*EXERCISE DETAILS*. Continue the debate between Rhology and Nihilist about religious violence and Christian moral laws, starting right after its last sentence.

*PASSAGE SHOWN*.

Rhology: #2 - He challenges my comparison between "Christian" violence and jihadist suicide bombers with an illustration of a law in Alabama that prohibits the sale of sex toys.
Nihilist: Come on now—maintain a modicum of rationality here. Nobody reading my essay could possibly think I was directly comparing suicide bombing with Alabama’s infantile law. I was presenting an example of the morally authoritarian Christofascist mindset. Moreover, I was explaining that, when such laws are passed, my freedom from religion is being infringed, insofar as such statutes are clearly inspired by the Christian moral construction. I take my constitutional rights seriously. If the right to vote includes an implicit right not to cast a ballot, then freedom of religion includes an implicit right not to indulge in religious observance.
Rhology: I love it - the West, for all its faults, faces an enemy that wants to impose sharia law on all people. It wants women to walk 10 steps behind men, never to show their faces in public, to be prohibited from shaking hands with men, to be worth 1/2 of a man with respect to lawful testimony in court. It wants to charge a heavy tax on/kill those who will not convert to Islam. It wants to behead those who insult Islam or Mohammed. Virtually all of its earliest expansion, both under Mohammed and after him, came through military activity and forced conversions, to the point that all of the Iberian Peninsula, much of France, all of the Balkans, up to Vienna, was taken and held by Muslim forces. The number of men AND WOMEN who strap bombs to themselves every year to blow up civilians and children is almost too numerous to consider. And the JN is concerned about the imposition of a few laws banning the sale of sex toys?
Nihilist: You are preaching to the choir in this instance, Rhology. I conceded this point in the essay to which you are ostensibly responding, writing, “I readily admit that, at this moment and for the last few centuries, Muslims behave far worse than Christians do.” I am appalled by the violence committed in that religion’s name, whether it takes the form of suicide bombings or full-out wars. Islam’s stated policy toward apostates is particularly hideous, in my judgment, given my own Christian apostasy. The mistreatment of women hits me particularly hard, given the fact that I consider myself a feminist and champion for equality of rights. However, I must say, your indictment of Islam’s misogyny rings rather hollow. After all, as a Bible-believing Christian, you presumably affirm the following verse: “But I would have you know, that the head of every man is Christ; and the head of the woman is the man; and the head of Christ is God” [1 Corinthians 11:3 (KJV)].

*INFORMATION GIVEN*.
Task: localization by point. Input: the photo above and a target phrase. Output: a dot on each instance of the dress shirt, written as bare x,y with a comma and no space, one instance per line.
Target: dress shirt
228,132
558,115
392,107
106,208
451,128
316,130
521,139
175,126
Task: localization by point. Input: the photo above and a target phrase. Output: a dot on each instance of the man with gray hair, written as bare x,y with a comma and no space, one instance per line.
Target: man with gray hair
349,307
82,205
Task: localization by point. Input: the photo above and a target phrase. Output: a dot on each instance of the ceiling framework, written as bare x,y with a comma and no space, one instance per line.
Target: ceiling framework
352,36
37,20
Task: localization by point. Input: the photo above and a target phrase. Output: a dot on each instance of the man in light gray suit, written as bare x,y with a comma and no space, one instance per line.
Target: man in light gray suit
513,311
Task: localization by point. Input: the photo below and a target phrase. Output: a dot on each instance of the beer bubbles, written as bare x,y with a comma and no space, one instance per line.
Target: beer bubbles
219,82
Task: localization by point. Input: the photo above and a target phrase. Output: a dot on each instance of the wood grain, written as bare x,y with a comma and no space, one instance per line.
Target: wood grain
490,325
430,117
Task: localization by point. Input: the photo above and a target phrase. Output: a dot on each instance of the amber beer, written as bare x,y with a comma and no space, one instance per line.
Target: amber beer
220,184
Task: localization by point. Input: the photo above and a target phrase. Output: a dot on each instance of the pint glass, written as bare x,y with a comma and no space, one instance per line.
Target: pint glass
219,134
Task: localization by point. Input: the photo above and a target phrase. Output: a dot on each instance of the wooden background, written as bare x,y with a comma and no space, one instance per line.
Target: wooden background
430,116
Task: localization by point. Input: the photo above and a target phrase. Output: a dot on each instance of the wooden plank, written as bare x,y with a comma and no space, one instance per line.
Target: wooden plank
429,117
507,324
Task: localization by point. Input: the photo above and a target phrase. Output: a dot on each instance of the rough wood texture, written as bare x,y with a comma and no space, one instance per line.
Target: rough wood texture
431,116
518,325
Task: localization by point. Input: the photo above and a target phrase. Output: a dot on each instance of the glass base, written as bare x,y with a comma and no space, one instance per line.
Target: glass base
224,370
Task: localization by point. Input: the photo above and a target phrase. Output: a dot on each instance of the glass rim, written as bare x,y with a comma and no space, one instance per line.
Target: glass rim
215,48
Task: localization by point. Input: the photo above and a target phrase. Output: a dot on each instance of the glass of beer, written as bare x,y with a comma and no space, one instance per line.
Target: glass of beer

*RIGHT ANSWER*.
Christianity and Islam differ in their treatment of women, but the difference is of degree rather than kind: Islam is wildly misogynistic, while Christianity merely declares that a wife is to submit graciously to the servant leadership of her husband. When you disavow the aforequoted passage, I will be more inclined to cheerlead your well-informed condemnation of Islam.
Rhology: The JN, in his post, goes on and on about "the church" committing the Inquisition and Witch Trials and such. It's hard to imagine how he could be so uninformed as to think there could be any connection beyond a simple name (ie, they were part of the "Christian church" and I am part of the the Christian church) between my position and that of medieval Roman Catholics. Apparently he missed the multiple posts I've written against the Roman Catholic and Eastern Orthodox positions and the fact that I'm a contributor at Beggars All Reformation Apologetics, which would be hard to confuse with medieval Roman Catholicism.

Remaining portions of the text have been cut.